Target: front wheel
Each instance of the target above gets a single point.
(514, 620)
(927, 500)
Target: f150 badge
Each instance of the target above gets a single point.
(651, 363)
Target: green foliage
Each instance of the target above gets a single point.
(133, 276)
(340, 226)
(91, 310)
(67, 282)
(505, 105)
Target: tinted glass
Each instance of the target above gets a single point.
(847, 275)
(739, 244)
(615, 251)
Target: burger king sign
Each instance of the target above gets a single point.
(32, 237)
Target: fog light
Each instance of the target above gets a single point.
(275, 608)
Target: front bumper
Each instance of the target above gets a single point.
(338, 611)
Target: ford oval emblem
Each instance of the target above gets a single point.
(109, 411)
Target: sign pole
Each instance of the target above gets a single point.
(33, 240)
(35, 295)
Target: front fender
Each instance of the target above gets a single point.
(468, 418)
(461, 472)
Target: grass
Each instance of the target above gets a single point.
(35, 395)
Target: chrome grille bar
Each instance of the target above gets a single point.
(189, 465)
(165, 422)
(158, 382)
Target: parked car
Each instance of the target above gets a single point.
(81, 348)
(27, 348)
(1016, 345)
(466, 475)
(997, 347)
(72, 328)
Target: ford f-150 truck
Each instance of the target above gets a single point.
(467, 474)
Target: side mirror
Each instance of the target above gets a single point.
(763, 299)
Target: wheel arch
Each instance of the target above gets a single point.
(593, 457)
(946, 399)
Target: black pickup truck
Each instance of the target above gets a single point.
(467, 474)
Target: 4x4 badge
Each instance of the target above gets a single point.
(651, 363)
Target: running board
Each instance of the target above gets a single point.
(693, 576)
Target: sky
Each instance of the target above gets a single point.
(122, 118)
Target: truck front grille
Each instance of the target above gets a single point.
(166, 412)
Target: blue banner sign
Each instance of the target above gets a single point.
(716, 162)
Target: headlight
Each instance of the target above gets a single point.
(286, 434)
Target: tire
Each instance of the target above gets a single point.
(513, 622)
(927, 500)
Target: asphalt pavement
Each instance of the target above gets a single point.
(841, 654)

§ **Instructions to follow**
Output the records above in their entirety, exactly.

§ **Task answer**
Target: front wheel
Each instance of the target above gets a single point.
(514, 620)
(927, 500)
Target: f150 badge
Each instance of the target above gets a single point.
(651, 363)
Target: green foliage
Each instance of the target above gets a single point.
(133, 276)
(340, 226)
(91, 310)
(67, 282)
(505, 105)
Target: tinted glass
Each instance of the target above gets a single point.
(847, 275)
(739, 244)
(615, 251)
Target: burger king sign
Each instance of the target above gets a single point.
(32, 237)
Target: fog light
Each instance of the target above gets a single point.
(275, 608)
Target: front bumper
Each instance of the target above gets a single point.
(338, 611)
Target: ford oval emblem
Each instance of the target above gets a single point.
(109, 411)
Target: sign pole
Each instance of the target above gets a single point.
(33, 240)
(35, 295)
Target: front fender
Each instance of the target above gets a single point.
(468, 418)
(461, 472)
Target: grass
Each instance of the target above gets a single point.
(35, 395)
Target: chrome grille bar
Each instance of the target above gets a single point.
(189, 465)
(165, 422)
(158, 382)
Target: parked car
Each instance of the target above gets a single point.
(81, 348)
(27, 348)
(1016, 345)
(466, 475)
(997, 347)
(72, 328)
Target: ford f-150 truck
Each instance of the target above gets a single point.
(467, 474)
Target: side mirror
Each instance of the target above gets a single point.
(763, 299)
Target: wheel arch
Each instance of the target above gets a single point.
(593, 457)
(946, 399)
Target: black pickup truck
Each instance of the target above gets a single point.
(467, 474)
Target: 4x4 badge
Each instance of the target above gets a single point.
(651, 363)
Target: running board
Each instance of the target above gets a single point.
(693, 576)
Target: sky
Each instance of the target above gets a single point.
(122, 118)
Target: truck front grille
Each instance of the target above gets a single point.
(166, 412)
Target: blue banner sign
Each instance of the target above gets a single point.
(716, 162)
Target: headlight
Each instance of the target above gets a single point.
(286, 434)
Target: tire
Each instance of the target above gets a single point.
(513, 622)
(927, 500)
Target: asphalt pavement
Each instance of the target above gets a single point.
(841, 654)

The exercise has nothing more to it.